**Given request**
Pick out every line in the entries below that contains the word "cumulus", and copy each one in full.

**********

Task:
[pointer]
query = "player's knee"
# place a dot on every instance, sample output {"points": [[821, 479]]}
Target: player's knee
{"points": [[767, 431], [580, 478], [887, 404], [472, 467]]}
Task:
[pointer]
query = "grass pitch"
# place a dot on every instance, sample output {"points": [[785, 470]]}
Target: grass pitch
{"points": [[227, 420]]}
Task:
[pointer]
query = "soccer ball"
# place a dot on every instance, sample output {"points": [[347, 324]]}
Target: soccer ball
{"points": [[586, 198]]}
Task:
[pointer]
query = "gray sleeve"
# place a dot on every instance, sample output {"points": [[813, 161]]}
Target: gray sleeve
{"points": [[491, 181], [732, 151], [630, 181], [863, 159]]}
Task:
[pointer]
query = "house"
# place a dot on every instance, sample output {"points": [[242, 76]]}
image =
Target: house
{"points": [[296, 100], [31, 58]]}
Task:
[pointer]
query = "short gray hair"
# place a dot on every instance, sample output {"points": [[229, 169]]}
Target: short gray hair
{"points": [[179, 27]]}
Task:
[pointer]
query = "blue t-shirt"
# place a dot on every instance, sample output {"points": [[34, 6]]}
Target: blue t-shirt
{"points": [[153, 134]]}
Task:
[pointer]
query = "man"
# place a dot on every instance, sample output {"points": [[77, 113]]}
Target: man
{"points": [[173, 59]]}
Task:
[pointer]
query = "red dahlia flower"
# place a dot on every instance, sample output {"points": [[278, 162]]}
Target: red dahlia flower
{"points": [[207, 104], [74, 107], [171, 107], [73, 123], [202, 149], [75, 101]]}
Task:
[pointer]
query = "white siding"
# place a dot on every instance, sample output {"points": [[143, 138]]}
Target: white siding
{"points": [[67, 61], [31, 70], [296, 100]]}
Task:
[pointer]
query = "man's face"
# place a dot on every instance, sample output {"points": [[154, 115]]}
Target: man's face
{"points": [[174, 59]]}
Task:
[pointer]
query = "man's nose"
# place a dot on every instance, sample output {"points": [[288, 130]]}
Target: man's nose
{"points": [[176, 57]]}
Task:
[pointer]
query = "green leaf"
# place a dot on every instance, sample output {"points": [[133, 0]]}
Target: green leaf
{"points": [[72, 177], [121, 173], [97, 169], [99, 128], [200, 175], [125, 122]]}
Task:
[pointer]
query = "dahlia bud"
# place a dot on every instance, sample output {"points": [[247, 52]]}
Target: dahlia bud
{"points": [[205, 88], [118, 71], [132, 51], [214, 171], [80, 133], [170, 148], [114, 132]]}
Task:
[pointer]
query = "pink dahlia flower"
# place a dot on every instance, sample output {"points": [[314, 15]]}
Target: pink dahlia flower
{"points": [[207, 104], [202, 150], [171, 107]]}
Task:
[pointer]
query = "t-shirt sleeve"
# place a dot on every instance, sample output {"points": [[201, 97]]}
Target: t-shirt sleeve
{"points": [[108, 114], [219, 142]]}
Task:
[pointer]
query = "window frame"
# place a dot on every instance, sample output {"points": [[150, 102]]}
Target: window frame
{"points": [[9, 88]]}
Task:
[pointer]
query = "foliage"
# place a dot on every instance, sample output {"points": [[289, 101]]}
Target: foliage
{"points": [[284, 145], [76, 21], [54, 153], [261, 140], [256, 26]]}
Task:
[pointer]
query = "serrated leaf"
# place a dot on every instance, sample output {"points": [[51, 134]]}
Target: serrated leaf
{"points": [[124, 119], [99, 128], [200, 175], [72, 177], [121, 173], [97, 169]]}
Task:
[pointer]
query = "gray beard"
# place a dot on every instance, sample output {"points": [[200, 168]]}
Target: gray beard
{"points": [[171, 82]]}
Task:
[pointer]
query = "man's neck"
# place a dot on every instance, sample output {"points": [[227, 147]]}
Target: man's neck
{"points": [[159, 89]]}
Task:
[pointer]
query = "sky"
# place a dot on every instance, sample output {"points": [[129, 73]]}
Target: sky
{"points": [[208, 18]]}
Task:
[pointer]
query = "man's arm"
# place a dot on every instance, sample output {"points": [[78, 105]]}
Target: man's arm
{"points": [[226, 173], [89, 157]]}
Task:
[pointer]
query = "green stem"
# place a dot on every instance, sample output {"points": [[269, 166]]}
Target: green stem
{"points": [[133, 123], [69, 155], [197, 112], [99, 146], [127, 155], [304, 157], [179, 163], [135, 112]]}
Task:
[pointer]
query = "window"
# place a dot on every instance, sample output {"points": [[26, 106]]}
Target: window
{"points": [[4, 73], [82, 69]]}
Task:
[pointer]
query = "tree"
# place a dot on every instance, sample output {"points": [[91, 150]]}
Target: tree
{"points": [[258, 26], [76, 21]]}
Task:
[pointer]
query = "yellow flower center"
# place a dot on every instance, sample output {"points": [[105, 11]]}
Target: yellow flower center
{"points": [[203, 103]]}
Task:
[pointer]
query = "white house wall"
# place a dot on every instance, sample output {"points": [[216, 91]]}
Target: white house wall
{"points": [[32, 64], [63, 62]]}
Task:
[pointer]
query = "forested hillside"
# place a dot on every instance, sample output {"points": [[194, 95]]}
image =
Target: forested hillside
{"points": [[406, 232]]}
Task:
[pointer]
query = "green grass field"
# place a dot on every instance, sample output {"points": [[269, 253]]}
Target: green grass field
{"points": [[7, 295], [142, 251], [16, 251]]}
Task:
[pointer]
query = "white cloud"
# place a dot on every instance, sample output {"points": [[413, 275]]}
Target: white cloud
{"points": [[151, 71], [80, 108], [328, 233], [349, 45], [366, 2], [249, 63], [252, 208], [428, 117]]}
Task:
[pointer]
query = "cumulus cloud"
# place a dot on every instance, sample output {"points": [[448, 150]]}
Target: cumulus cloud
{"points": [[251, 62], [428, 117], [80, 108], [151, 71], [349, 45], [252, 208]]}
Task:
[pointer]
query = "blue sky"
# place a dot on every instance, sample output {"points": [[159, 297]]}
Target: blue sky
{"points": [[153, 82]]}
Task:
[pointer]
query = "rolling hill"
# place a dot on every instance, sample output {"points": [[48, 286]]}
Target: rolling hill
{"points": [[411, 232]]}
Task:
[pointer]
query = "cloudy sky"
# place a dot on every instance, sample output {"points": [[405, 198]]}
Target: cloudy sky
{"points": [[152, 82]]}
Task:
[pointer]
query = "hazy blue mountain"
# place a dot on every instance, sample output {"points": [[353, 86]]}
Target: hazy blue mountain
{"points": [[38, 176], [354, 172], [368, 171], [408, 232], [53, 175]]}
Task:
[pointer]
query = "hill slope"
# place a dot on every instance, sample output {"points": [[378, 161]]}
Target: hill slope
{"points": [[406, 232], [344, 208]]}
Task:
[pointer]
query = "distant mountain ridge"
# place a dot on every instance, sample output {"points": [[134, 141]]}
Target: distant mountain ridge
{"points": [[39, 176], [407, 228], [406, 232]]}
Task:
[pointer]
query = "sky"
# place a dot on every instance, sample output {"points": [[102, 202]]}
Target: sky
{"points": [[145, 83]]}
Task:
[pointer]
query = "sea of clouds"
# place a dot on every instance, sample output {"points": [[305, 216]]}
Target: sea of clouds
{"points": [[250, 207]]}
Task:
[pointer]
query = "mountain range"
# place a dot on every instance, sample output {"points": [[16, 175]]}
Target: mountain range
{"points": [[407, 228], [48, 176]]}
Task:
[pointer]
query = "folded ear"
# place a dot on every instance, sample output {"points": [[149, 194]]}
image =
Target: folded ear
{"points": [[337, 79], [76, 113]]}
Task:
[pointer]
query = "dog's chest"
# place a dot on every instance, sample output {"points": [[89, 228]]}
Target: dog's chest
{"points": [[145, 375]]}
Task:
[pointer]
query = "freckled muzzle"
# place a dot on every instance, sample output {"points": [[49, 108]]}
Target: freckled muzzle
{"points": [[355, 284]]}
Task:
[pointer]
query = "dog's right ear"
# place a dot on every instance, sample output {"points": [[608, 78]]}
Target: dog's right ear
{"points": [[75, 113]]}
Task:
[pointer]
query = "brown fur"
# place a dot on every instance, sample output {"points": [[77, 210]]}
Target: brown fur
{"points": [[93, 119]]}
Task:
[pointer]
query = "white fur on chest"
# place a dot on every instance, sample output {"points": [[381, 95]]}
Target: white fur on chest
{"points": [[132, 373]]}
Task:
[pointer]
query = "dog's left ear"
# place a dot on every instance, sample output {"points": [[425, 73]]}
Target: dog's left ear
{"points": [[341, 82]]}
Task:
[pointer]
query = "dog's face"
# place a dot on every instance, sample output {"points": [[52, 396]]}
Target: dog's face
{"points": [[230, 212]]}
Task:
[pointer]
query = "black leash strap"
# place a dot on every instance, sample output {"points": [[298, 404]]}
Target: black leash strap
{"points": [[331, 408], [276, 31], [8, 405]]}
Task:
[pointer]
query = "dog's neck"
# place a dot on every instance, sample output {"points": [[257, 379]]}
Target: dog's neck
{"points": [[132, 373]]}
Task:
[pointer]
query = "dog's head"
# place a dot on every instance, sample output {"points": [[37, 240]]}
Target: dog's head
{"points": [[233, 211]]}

**********

**Output below**
query = "cumulus cloud"
Target: cumulus cloud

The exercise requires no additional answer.